Task statement | May I have the lines from the one containing "TARGET: white baseboard" to the end of the entries, returned exactly and with nothing else?

(Saved entries)
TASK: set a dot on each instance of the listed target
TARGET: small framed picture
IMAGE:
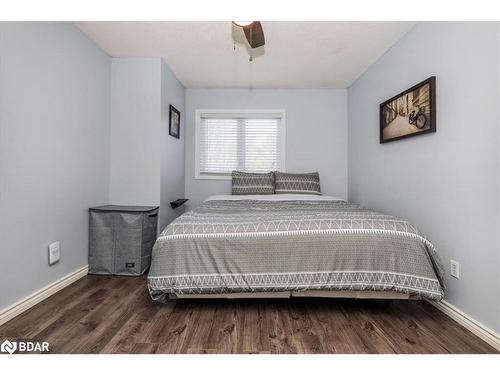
(174, 128)
(410, 113)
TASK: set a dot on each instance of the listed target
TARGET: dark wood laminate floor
(109, 314)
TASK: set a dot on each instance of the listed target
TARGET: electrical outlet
(54, 252)
(454, 268)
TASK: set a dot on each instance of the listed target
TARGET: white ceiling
(215, 54)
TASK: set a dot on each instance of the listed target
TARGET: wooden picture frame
(410, 113)
(174, 127)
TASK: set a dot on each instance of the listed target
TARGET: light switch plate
(454, 268)
(54, 252)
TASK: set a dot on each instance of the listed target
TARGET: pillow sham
(252, 183)
(297, 183)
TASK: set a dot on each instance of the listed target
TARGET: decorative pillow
(252, 183)
(297, 183)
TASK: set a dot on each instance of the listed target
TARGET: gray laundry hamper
(121, 239)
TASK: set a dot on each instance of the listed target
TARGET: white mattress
(274, 197)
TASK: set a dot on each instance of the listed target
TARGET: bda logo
(8, 347)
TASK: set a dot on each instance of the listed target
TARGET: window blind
(249, 143)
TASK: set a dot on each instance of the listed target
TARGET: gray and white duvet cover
(234, 246)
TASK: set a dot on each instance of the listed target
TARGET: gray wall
(146, 163)
(54, 143)
(172, 149)
(446, 183)
(135, 129)
(316, 133)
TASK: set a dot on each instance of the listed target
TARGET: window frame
(198, 114)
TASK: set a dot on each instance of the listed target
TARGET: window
(248, 141)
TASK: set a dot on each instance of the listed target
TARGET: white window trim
(280, 112)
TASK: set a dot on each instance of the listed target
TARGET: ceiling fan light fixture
(243, 23)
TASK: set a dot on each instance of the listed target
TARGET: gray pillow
(297, 183)
(252, 183)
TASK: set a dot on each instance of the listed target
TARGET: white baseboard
(469, 323)
(21, 306)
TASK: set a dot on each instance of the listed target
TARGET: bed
(286, 245)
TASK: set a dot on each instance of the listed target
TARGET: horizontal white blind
(249, 143)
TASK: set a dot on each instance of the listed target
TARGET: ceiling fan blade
(254, 34)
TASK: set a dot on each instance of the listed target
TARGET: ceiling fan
(253, 32)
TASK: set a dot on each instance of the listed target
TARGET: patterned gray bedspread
(227, 246)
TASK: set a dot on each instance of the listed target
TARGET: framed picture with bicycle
(410, 113)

Worked solution |
TARGET: white baseboard
(469, 323)
(21, 306)
TASK: set a dot on each instance of the listed target
TARGET: bed
(286, 245)
TASK: set a dot on each instance of the listed target
TARGET: horizontal white blind
(249, 143)
TASK: set a dot on each instance of the listed target
TARGET: ceiling fan blade
(254, 34)
TASK: set a dot on each instance of the listed target
TARGET: ceiling fan
(253, 32)
TASK: set a dot on each instance of the listed target
TARGET: patterned gray bedspread
(227, 246)
TASK: set a dot on each instance of the listed target
TARGET: framed picture with bicycle
(410, 113)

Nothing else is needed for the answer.